*Exercise data*:

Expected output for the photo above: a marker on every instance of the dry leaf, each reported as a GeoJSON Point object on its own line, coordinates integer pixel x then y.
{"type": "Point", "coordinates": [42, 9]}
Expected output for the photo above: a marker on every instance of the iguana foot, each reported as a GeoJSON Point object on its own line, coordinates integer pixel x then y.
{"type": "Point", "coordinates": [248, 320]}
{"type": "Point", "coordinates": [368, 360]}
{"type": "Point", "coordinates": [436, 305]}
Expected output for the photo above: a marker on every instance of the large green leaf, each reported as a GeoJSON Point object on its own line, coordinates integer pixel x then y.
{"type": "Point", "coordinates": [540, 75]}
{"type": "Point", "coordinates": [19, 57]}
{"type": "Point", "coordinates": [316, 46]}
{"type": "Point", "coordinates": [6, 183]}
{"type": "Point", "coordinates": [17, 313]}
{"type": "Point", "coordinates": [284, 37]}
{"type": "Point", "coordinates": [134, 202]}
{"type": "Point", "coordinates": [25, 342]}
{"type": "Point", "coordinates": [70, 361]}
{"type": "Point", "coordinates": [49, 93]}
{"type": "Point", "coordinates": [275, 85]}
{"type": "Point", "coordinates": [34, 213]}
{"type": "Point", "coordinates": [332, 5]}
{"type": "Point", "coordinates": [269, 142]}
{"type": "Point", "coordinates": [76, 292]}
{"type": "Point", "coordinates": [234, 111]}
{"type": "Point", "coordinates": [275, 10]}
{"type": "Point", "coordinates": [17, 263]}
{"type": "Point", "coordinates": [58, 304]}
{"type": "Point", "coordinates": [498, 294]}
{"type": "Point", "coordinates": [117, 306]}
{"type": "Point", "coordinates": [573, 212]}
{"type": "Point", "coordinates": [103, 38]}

*Aim*: Copy all of the records above, line by line, with no changes.

*Written answer*:
Expected output for the photo above: a marker on every instance of the dry leaf, each reported as a GeoJSON Point object on its own line, coordinates integer pixel x then y.
{"type": "Point", "coordinates": [42, 9]}
Expected output for the photo above: a marker on every instance of the iguana foot, each reported as a GeoJSON Point object on its own line, coordinates integer pixel x then y.
{"type": "Point", "coordinates": [248, 320]}
{"type": "Point", "coordinates": [368, 360]}
{"type": "Point", "coordinates": [436, 305]}
Expected output for the photo above: a marker on every instance of the large green leaf, each reported as a GeoJSON Point object on its own line, coordinates integer pixel x then y.
{"type": "Point", "coordinates": [540, 75]}
{"type": "Point", "coordinates": [19, 57]}
{"type": "Point", "coordinates": [316, 46]}
{"type": "Point", "coordinates": [6, 183]}
{"type": "Point", "coordinates": [17, 313]}
{"type": "Point", "coordinates": [284, 37]}
{"type": "Point", "coordinates": [134, 202]}
{"type": "Point", "coordinates": [25, 342]}
{"type": "Point", "coordinates": [70, 361]}
{"type": "Point", "coordinates": [49, 93]}
{"type": "Point", "coordinates": [275, 85]}
{"type": "Point", "coordinates": [34, 213]}
{"type": "Point", "coordinates": [332, 5]}
{"type": "Point", "coordinates": [269, 142]}
{"type": "Point", "coordinates": [76, 292]}
{"type": "Point", "coordinates": [234, 111]}
{"type": "Point", "coordinates": [275, 10]}
{"type": "Point", "coordinates": [17, 263]}
{"type": "Point", "coordinates": [58, 304]}
{"type": "Point", "coordinates": [498, 294]}
{"type": "Point", "coordinates": [117, 306]}
{"type": "Point", "coordinates": [573, 212]}
{"type": "Point", "coordinates": [103, 38]}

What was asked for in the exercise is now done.